**Texte cité**
^^^^^^^^
Dans ce contexte, les pays récipiendaires de l'aide sont à la fois très demandeurs de soutien financier et, dans le même temps, très courtisés par un nombre de bailleurs de fond sans cesse croissant. De ce point de vue, le monde de l'aide au développement ressemble, à bien des égards, à un marché dans lequel se confrontent une offre et une demande de coopération.
Cette confrontation met en concurrence les puissances occidentales entre elles, qui partagent les mêmes types de valeurs et les mêmes modalités d'intervention, mais aussi les pays occidentaux membres de l'OCDE avec les pays émergents qui ont parfois une longue tradition de coopération.
La politique de coopération fait depuis toujours partie d'une diplomatie qui vise à changer la situation socio-économique et politique des pays bénéficiaires pour les conduire vers des valeurs partagées par les pays occidentaux et notamment par les membres du comité d'aide au développement de l'OCDE, c'est-à-dire les droits de l'homme, la démocratie et le libéralisme économique et politique. De ce point de vue, l'alignement des politiques de coopération sur les priorités du bénéficiaire se fait au sein d'un champ des possibles largement prédéterminé.
La montée en puissance de la Chine, qui a multiplié son aide par deux depuis 2006, et de l'Inde, notamment dans le domaine des infrastructures, doit être interprétée comme l'arrivée d'une concurrence non seulement économique mais également politique.
L'effort budgétaire consenti dans le domaine de la coopération doit donc être considéré dans ce contexte de concurrence sur un continent africain qui n'est plus seulement perçu comme une zone de risque économique, politique, sanitaire et militaire, mais également comme un espace d'opportunité économique et politique convoité. En effet, comme nombre d'observateurs l'ont souligné depuis deux ans 4 ( * ) , le regard sur l'Afrique a changé. On observe, d'une part, un décollage économique dans certains pays et la naissance d'un marché intérieur soutenu par une très forte croissance démographique et, d'autre part, que la pression croissante exercée sur les marchés internationaux des matières premières accroît l'intérêt de l'ensemble des acteurs économiques pour un continent qui dispose d'immenses ressources.
Cette concurrence est économique bien sûr, technique également et il y a de ce point de vue des enjeux considérables pour l'expertise française, mais aussi politique.
Sur le long terme, l'enjeu dépasse très largement une vision mercantiliste de la coopération. Il s'agit plus fondamentalement de promouvoir à travers des actions de coopération un modèle de développement qui soit conforme aux intérêts partagés de la France et de ses partenaires.
^^^^^^^^
**Matériel fourni**
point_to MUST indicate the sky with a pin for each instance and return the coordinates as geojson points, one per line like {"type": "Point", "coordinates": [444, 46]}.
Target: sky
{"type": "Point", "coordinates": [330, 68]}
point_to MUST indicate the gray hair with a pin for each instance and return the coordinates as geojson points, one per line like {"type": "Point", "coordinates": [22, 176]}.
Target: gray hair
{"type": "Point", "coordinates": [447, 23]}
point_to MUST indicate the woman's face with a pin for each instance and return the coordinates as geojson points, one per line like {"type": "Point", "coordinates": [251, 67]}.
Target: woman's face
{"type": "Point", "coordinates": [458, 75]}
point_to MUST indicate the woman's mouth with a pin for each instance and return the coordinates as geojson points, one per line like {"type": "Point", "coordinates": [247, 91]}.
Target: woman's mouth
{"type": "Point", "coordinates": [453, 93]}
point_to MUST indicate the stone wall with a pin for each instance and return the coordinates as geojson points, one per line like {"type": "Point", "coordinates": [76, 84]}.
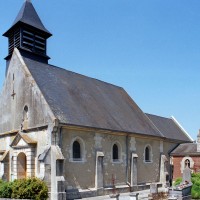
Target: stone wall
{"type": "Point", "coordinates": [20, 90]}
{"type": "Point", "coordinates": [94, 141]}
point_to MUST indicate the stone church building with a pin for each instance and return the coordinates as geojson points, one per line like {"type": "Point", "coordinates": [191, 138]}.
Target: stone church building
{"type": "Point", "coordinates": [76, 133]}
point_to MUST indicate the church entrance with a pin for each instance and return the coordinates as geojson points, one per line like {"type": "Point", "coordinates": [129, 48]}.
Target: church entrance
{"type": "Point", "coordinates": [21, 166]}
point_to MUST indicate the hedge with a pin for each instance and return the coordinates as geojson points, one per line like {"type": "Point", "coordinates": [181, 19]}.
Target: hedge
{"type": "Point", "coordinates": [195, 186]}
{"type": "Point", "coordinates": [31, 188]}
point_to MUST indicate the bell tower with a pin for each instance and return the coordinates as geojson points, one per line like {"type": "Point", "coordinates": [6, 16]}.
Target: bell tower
^^^^^^^^
**Exercice 1**
D'après le texte sur l'aide au développement, par combien la Chine a-t-elle multiplié son aide depuis 2006 ?
**Exercice 2**
Prolongez le texte sur la concurrence dans l'aide au développement en reprenant après sa dernière phrase.
Les entrées n'interviennent d'aucune façon dans ce travail.

**Réponse rédigée 1**
La Chine a multiplié son aide par deux depuis 2006.

**Réponse rédigée 2**
L'enjeu n'est en effet pas de savoir si le Sud va se développer, mais comment il se développe, avec quel impact sur les équilibres régionaux et mondiaux, et avec quels partenaires ? Est-ce d'une manière qui favorise la paix et la sécurité, ou en cristallisant les sources de tensions qui menacent la sécurité régionale et mondiale ? En favorisant une élévation des conditions de vie et de travail des populations ou en laissant s'approfondir les risques de dumping social et environnemental ? En favorisant des chemins de croissance compatibles avec la survie de la planète ou en cédant à la tentation du « rattrapage économique à tout prix », sans considération des dangers sociaux et environnementaux afférents ?
La politique de coopération française ne peut se fixer comme objectif de faire pencher à elle seule la balance d'un côté ou de l'autre, mais elle tend à travers une action collective au sein de la communauté des bailleurs de fonds à participer à la définition d'une mondialisation maîtrisée et d'un mode de régulation des équilibres mondiaux partagé.
3. La France souhaite participer à la mise en place de politique de gestion des biens publics mondiaux de plus en plus incontournable
Quand on prend la mesure du poids des contributions au profit des organismes internationaux dans le budget de la coopération, c'est-à-dire plus de 45 % des crédits, on perçoit à quel point les pouvoirs publics misent sur la coopération multilatérale.
Une des raisons de ce choix, qui est commun aux autres pays occidentaux mais dans des proportions moindres, est la volonté de participer à la définition de ce qui sera demain des politiques publiques globales, menées sur l'ensemble de la planète.
A travers des questions comme la lutte contre les épidémies ou celle contre le réchauffement climatique, la communauté internationale a bien perçu la nécessité d'apporter des réponses globales à des phénomènes qui ne connaissent ni les frontières ni les nationalités.
Comme l'a souligné le Président de la République lors du sommet du G20 « nous sommes en train de construire les prémisses de ce qui sera une gouvernance mondiale. ». Et la France entend jouer un rôle moteur dans la définition de ces politiques qui structureront les années à venir. C'est pour cela que la France a été à l'initiative, hier de la création du Fonds Sida, et aujourd'hui, du Fonds vert pour l'environnement. Il s'agit tout à la fois de préserver les intérêts économiques de l'expertise française et d'assurer à la France un rôle politique qui soit supérieur à son poids économique.
4. Une politique qui constitue un volet important de la sécurisation de l'environnement international de la France
Pour la France qui borde la Méditerranée et se situe à quelques dizaines de kilomètres du continent africain, la stabilisation de ces zones par le développement est à court terme une question de sécurité et à long terme un enjeu pour la prospérité.
Le Livre blanc sur la défense et la sécurité nationale souligne que le coeur des préoccupations stratégique de la France doit être un arc de crise, qui s'étend de l'Atlantique à l'océan Indien, de la Mauritanie au Pakistan en recouvrant notamment toute la zone sahélienne, de la Mauritanie jusqu'à la Somalie.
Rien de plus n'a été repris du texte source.